> _Given task_
Pull out each line of the material below that contains the string "pole".

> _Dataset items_
★ ★ ★

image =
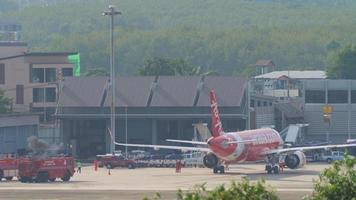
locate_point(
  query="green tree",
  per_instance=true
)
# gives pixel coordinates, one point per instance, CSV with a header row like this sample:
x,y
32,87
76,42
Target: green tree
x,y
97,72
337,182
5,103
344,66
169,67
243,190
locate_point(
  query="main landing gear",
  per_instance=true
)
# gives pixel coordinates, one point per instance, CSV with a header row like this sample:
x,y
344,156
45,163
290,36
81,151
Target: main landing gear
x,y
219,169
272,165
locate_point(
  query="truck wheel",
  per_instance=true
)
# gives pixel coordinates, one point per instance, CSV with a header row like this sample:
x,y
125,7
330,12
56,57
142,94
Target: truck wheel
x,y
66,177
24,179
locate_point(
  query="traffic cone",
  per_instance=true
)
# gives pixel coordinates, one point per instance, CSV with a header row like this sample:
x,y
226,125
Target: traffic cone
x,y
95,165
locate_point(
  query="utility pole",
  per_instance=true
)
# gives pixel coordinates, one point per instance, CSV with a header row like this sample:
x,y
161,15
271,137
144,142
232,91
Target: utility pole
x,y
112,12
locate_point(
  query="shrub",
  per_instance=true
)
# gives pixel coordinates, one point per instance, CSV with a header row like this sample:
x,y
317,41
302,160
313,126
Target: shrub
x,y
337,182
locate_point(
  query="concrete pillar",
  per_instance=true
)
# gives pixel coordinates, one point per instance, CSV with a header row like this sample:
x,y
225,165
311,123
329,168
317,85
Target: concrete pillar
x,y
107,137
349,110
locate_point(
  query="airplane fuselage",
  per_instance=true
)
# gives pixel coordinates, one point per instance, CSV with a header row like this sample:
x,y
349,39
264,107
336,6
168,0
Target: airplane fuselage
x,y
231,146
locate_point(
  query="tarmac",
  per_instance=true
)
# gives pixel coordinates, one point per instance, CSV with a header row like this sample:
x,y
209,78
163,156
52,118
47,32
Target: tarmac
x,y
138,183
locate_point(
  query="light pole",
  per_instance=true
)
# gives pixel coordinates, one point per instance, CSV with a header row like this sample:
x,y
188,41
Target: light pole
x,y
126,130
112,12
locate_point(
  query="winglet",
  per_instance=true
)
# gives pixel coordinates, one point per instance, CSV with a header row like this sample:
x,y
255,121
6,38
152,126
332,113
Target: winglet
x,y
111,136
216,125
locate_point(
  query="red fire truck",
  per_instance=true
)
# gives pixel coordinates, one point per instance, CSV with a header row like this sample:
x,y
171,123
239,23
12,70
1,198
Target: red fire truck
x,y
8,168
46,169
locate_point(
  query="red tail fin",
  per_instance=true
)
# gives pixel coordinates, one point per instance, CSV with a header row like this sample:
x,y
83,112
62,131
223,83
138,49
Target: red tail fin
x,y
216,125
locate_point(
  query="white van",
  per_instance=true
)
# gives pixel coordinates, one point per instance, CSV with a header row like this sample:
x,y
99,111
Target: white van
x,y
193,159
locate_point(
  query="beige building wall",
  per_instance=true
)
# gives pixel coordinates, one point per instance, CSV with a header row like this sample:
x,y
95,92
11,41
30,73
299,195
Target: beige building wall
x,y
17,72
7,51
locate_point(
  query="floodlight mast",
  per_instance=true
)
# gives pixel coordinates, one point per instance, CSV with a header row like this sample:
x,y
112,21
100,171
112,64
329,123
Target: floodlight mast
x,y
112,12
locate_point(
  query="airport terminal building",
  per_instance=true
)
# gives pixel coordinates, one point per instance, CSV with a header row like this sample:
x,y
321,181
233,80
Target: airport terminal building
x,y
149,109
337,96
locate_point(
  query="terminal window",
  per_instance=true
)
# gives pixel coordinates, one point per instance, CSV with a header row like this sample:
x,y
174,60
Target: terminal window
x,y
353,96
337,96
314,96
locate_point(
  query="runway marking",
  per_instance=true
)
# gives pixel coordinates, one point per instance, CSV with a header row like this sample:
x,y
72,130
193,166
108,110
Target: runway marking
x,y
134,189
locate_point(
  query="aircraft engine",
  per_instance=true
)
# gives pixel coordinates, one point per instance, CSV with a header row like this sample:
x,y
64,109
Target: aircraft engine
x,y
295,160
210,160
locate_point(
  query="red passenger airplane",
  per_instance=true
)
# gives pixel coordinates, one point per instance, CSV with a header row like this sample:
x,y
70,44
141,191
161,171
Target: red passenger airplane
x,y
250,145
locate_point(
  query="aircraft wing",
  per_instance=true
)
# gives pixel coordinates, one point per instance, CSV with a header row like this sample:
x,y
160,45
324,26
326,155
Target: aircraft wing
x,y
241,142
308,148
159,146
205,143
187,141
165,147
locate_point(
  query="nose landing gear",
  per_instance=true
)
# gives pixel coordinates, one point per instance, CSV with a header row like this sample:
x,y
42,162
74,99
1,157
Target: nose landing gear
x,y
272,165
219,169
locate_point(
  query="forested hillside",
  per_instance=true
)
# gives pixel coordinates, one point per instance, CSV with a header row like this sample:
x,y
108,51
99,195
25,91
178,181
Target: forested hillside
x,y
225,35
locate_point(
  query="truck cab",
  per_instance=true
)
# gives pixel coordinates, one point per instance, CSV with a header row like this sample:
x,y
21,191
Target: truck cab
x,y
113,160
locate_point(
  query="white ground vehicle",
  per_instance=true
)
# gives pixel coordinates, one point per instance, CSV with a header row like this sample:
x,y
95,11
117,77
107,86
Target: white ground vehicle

★ ★ ★

> _Answer to this exercise_
  query="utility pole",
Target: utility pole
  query="light pole",
Target: light pole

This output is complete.